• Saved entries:
*** Begin section ***

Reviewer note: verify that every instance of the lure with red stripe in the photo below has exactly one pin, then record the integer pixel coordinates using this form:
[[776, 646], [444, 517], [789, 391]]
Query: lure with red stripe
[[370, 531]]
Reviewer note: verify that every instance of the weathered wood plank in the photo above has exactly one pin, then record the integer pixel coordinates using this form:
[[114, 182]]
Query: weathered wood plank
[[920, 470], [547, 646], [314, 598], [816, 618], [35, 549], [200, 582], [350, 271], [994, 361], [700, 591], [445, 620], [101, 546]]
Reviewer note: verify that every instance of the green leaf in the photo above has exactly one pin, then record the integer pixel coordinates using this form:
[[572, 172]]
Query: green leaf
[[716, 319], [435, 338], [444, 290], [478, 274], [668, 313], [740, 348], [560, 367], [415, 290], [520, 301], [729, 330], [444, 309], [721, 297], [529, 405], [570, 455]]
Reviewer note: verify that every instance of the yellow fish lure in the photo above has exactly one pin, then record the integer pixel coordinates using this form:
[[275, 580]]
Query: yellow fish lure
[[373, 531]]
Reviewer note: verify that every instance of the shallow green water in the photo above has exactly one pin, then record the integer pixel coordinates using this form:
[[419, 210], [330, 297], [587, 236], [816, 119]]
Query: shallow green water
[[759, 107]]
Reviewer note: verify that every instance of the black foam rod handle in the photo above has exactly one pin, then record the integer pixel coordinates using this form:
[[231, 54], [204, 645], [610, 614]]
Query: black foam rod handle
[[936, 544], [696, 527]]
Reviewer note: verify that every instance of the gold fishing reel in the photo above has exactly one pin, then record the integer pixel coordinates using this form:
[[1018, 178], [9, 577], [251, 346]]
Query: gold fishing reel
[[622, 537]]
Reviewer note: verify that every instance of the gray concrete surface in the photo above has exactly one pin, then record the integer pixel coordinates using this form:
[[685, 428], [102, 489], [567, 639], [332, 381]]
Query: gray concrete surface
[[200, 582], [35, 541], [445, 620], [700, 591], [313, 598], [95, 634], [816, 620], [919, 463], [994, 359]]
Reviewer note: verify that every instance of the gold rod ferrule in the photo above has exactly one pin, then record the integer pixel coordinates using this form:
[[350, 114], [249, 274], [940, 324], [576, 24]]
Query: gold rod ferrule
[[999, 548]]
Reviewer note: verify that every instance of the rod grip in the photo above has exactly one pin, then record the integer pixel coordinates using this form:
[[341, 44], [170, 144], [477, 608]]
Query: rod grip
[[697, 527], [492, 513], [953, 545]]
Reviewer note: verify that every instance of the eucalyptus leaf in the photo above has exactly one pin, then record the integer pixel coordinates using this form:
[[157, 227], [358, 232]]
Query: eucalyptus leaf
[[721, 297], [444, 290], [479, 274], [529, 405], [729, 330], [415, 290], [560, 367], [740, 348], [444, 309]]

*** End section ***

• What to do:
Please print exactly what appears from the first line of the data through the line with "[[572, 172]]", including both of those lines and nothing past them.

• Expected answer:
Reviewer note: verify that every instance of the lure with red stripe in the photo below has exactly one pin, then record the integer pixel coordinates using this form:
[[776, 646], [444, 517], [789, 391]]
Query: lure with red stripe
[[370, 531]]
Reviewer note: verify that every instance of the weathered wood plank in the photo above has exactly one pin, then record the integer pixel coordinates using this form:
[[114, 182]]
Query: weathered wood plank
[[920, 470], [547, 646], [314, 598], [816, 618], [35, 549], [200, 582], [350, 271], [994, 361], [700, 591], [445, 620], [101, 546]]
Reviewer note: verify that every instance of the green leaf in the photo above has exactly one pin, then record the integer pixel coordinates using this form:
[[572, 172]]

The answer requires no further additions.